[Passage for review Boundary: Start]

When general surgeon Daniel Shouhed, MD, first explored opportunities to improve efficiency and turnover time on the fifth floor robotic surgery rooms, he reached out to several individuals across disciplines.   

"I approached fellow surgeons, nurses, human factors researchers and performance-improvement experts," said Shouhed. "Everyone jumped at the opportunity to help understand how the system might be improved."

The multidisciplinary team reduced turnover time in fifth floor robotic surgery rooms from an average of 73 minutes to 45 minutes—thereby, freeing up staff time and allowing for surgery cases on the schedule.

"Instrumental to the success of this project was the commitment of staff to improve these processes," said Shouhed. "But first, we had to understand what caused our lengthy turnovers."

The team closely observed 20 transitions, watching the progress from start to finish. They noted each step, and the challenges individuals or teams encountered.  

"Our eyes were set on identifying inefficiencies in the system," said Tara Cohen, a human factors research scientist in the Department of Surgery who worked with Shouhed and team on the project.

The group identified several system inefficiencies, including clean-up time after each procedure, setup for the next procedure, preparation for the surgical bed mattress—a timely process of taping and its removal—and the transport of patients. 

Once the inefficiencies were addressed, the task force identified other groups of employees—including nurses, scrub techs, EVS personnel and log techs—who could describe the process behind each inefficiency and target potential solutions.

"The team worked to understand the barriers to efficient turnover time, without pointing blame at any one individual," said Cohen. "Collectively, the group reduced barriers to efficient flow without creating new roadblocks, all while bringing cost savings to the department."

Among their assessments, the team noted that nurses were responsible for both prepping rooms for surgery and transporting the next patient back to the operating room for their procedure—a dual role that was time-consuming and stressful.

Once this issue was raised, different individuals stepped up to help prepare the room, even if it wasn't their primary responsibility.

Nurses stepped in to help open instruments and assist with the count. Scrub techs volunteered to help keep the rooms as tidy as possible during the surgery to reduce the amount of cleaning required by EVS following the procedure. Moreover, anesthesiologists volunteered to wheel patients from pre-op into the operating room to reduce the time-consuming task for nursing staff.

Finally, the team developed a better method to deal with the foam-top mattresses, which are taped down before each procedure and then removed and replaced prior to the next surgery.

"Taping the mattress, then removing the tape post-surgery, was a time-consuming part of the process that fell to nurses and cleaning staff," said Cohen. "To make the process more efficient and inclusive, log techs intervened to assist with bed setup and breakdown."  

The task force hopes to take their approach beyond the 5th floor.

"We have seen tremendous success by merely opening up the dialogue and seeing where we can help people in a way that encourages openness, honesty and ongoing process improvement," said Shouhed.

[Passage for review Boundary: End]

▶ [Your instructions]
Answer these questions using the article on robotic surgery room turnover:
1. What was the average turnover time before the change, and what was it after?
2. How many transitions did the team observe?
3. Who volunteered to wheel patients from pre-op into the operating room?
The lines that come next have no connection to the article above.

[Stored data Boundary: Start]

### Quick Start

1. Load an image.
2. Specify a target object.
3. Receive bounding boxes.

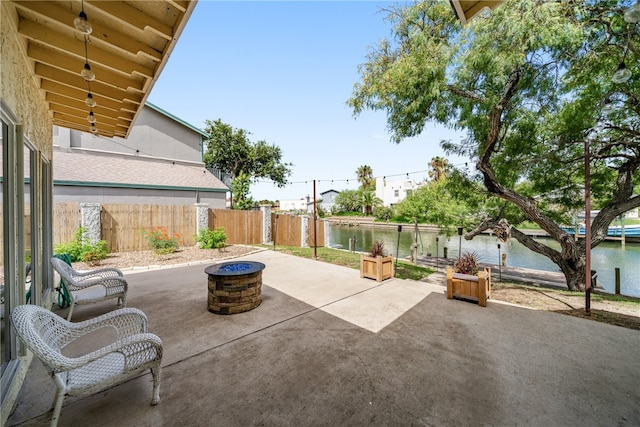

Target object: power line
[256,162,469,185]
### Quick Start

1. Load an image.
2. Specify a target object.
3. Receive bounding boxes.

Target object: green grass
[259,245,435,280]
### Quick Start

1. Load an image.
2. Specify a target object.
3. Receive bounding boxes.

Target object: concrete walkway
[9,250,640,427]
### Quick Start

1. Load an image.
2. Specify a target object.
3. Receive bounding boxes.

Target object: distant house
[53,103,229,209]
[319,190,340,212]
[280,196,309,212]
[376,178,419,207]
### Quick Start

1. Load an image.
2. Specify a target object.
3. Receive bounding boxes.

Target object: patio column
[194,203,209,242]
[80,203,102,243]
[322,219,331,248]
[300,215,309,248]
[260,205,272,245]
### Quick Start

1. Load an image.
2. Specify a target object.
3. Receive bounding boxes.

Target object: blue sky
[148,0,464,200]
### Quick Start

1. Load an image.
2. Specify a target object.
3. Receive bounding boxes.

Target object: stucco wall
[0,2,53,159]
[59,106,202,162]
[53,185,226,209]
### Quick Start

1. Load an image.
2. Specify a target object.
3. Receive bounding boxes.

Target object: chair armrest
[54,333,163,372]
[58,307,148,348]
[73,267,124,280]
[65,276,129,292]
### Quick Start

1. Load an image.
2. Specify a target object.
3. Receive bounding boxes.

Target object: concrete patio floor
[8,250,640,427]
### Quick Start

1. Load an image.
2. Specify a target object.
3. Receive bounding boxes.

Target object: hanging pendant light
[624,2,640,24]
[611,61,631,83]
[80,62,96,82]
[73,9,93,34]
[84,92,98,108]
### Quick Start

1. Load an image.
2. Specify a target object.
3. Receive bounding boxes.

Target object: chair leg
[151,364,162,405]
[67,300,76,322]
[50,375,65,427]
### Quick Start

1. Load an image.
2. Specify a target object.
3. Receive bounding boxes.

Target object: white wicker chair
[11,304,163,426]
[51,257,128,320]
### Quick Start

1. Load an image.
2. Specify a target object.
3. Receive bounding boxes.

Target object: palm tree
[356,165,373,191]
[429,156,449,181]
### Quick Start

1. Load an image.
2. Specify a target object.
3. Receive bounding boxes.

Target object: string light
[73,9,93,35]
[611,61,631,83]
[73,0,98,135]
[84,92,98,108]
[80,62,96,82]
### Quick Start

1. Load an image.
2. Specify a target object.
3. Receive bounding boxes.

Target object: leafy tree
[231,172,255,210]
[360,190,382,215]
[356,165,373,191]
[334,190,362,212]
[429,156,449,181]
[204,119,292,209]
[348,0,640,290]
[396,180,469,235]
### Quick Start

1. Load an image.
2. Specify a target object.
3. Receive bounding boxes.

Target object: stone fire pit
[204,261,265,314]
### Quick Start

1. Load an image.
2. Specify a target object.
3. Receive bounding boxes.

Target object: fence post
[260,205,271,245]
[80,203,102,243]
[194,203,209,247]
[322,219,331,248]
[300,215,309,248]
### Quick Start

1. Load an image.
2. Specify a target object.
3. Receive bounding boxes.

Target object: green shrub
[369,240,387,257]
[53,227,109,264]
[196,227,227,249]
[373,206,394,221]
[145,227,180,255]
[453,252,480,274]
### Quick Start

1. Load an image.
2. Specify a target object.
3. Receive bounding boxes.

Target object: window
[0,100,53,401]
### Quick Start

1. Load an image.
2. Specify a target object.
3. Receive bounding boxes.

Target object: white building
[376,178,419,207]
[280,197,309,212]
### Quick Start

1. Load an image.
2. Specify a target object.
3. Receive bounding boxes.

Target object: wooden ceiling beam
[15,0,162,62]
[40,79,138,114]
[86,1,173,40]
[27,43,143,92]
[18,19,154,77]
[35,63,143,104]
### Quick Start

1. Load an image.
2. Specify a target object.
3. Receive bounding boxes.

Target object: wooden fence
[100,204,196,252]
[53,203,80,245]
[209,209,262,245]
[53,203,324,252]
[271,214,324,247]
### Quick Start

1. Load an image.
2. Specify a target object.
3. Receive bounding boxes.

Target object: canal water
[329,224,640,297]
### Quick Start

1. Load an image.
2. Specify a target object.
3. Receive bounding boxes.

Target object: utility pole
[313,179,318,259]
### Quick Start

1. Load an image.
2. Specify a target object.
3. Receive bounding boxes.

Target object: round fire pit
[204,261,265,314]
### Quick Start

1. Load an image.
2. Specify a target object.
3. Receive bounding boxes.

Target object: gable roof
[449,0,504,24]
[1,0,196,138]
[53,150,229,192]
[144,101,209,139]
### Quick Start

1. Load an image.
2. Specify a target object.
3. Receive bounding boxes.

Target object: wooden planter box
[360,254,393,282]
[447,267,491,307]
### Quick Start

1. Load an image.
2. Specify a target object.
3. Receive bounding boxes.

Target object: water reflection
[329,224,640,296]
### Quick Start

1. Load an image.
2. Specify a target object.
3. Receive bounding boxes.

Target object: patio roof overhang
[2,0,196,138]
[449,0,504,24]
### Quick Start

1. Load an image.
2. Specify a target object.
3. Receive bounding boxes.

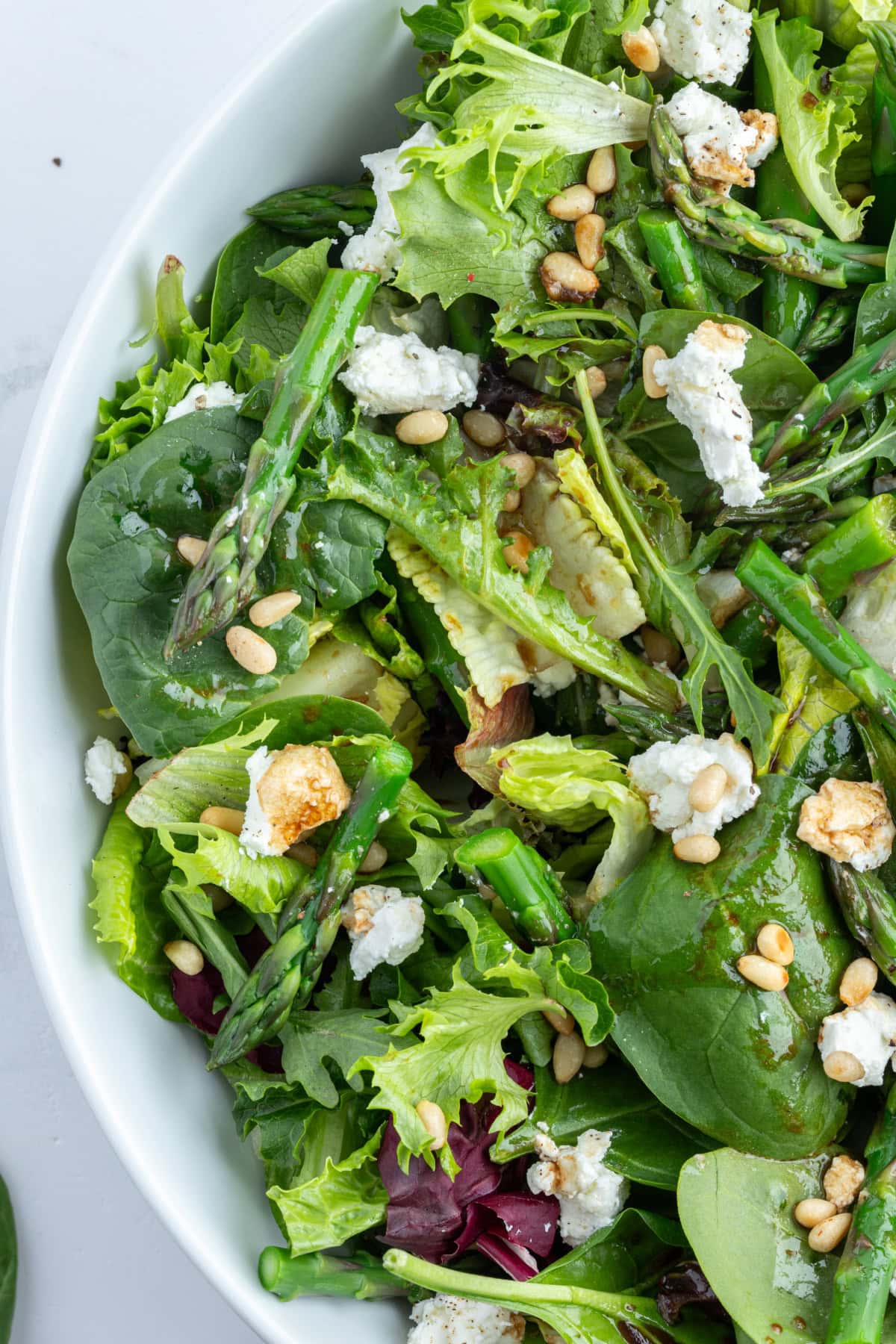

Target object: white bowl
[0,0,424,1344]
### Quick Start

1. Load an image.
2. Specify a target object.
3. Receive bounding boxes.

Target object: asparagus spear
[208,742,414,1068]
[454,827,575,944]
[827,1083,896,1344]
[647,102,886,289]
[164,270,378,659]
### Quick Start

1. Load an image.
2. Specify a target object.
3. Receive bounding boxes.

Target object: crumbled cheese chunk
[629,732,759,841]
[526,1129,629,1246]
[343,886,426,980]
[650,0,751,84]
[165,383,243,425]
[797,780,896,872]
[343,121,435,279]
[84,738,131,803]
[653,320,768,505]
[818,993,896,1087]
[407,1293,525,1344]
[239,746,352,855]
[338,326,479,415]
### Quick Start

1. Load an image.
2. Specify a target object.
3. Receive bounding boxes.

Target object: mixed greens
[66,0,896,1344]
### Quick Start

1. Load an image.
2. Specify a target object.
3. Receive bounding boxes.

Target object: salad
[69,0,896,1344]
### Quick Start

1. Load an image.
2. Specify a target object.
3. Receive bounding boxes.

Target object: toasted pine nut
[839,957,877,1008]
[809,1213,853,1251]
[163,938,205,976]
[756,924,794,966]
[641,346,669,400]
[582,1042,610,1068]
[575,215,607,270]
[553,1031,585,1083]
[545,181,594,220]
[622,25,659,75]
[199,808,246,836]
[672,836,721,863]
[177,534,205,564]
[224,625,277,676]
[395,411,447,444]
[501,528,532,574]
[417,1101,447,1153]
[825,1050,865,1083]
[461,411,506,447]
[249,588,302,629]
[587,145,617,196]
[738,951,790,992]
[688,761,728,812]
[794,1199,837,1227]
[538,252,600,304]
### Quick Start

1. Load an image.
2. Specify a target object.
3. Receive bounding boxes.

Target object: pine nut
[794,1199,837,1227]
[163,938,205,976]
[395,411,447,444]
[358,840,388,872]
[575,211,615,270]
[622,25,659,75]
[738,951,790,992]
[461,411,506,447]
[224,625,277,676]
[249,590,302,629]
[839,957,877,1008]
[582,1042,610,1068]
[177,534,205,564]
[825,1050,865,1083]
[641,346,669,402]
[553,1031,585,1083]
[545,181,594,220]
[199,808,246,836]
[688,761,728,812]
[417,1101,447,1153]
[809,1213,853,1251]
[538,252,600,304]
[587,145,617,196]
[672,836,721,863]
[501,528,532,574]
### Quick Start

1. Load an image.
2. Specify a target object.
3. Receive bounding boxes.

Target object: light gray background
[0,0,320,1344]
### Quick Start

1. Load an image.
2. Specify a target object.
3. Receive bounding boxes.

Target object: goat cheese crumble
[629,732,759,841]
[525,1129,629,1246]
[818,993,896,1087]
[343,886,426,980]
[653,320,768,505]
[338,326,479,415]
[84,738,131,803]
[650,0,751,84]
[343,121,435,279]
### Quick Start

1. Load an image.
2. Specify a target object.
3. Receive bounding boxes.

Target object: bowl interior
[3,0,424,1344]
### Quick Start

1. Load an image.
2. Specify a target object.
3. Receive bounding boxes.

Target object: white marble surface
[0,0,322,1344]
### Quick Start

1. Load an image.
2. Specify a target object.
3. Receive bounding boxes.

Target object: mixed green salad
[68,0,896,1344]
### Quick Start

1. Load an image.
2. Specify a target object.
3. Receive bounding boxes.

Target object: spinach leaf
[588,776,852,1159]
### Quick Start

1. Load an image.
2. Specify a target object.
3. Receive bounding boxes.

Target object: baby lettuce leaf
[588,776,852,1159]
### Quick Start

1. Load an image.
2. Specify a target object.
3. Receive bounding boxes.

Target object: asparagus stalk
[208,742,414,1068]
[454,827,575,944]
[164,270,378,659]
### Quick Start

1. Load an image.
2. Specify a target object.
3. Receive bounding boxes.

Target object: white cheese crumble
[84,738,131,803]
[818,993,896,1087]
[407,1293,525,1344]
[338,326,479,415]
[343,121,435,279]
[654,320,768,505]
[343,886,426,980]
[650,0,751,84]
[629,732,759,841]
[526,1129,629,1246]
[164,382,243,425]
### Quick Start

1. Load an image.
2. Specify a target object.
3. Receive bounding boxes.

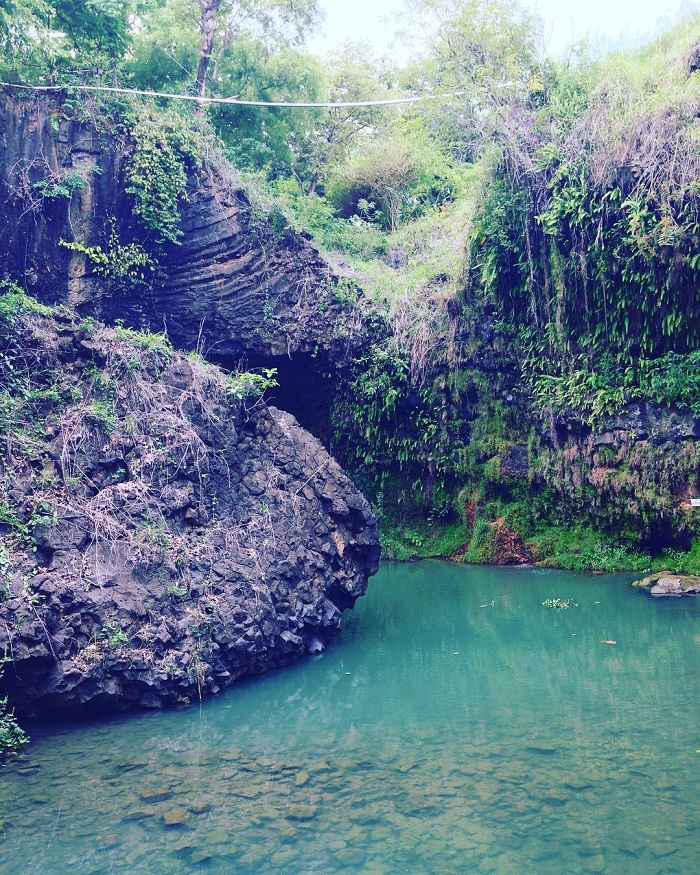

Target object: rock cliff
[0,304,379,713]
[0,94,358,362]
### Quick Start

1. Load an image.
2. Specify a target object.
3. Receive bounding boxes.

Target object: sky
[310,0,688,59]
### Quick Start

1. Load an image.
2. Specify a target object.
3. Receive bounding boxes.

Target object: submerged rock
[631,571,700,597]
[0,313,379,713]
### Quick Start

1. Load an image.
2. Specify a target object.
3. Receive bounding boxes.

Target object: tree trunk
[197,0,221,115]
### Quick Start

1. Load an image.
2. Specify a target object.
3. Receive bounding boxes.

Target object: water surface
[0,562,700,875]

[Stored data Boundary: End]

▶ [Answer to the problem]
1. The average was 73 minutes before the change and 45 minutes after.
2. The team observed 20 transitions.
3. Anesthesiologists volunteered to wheel patients from pre-op into the operating room.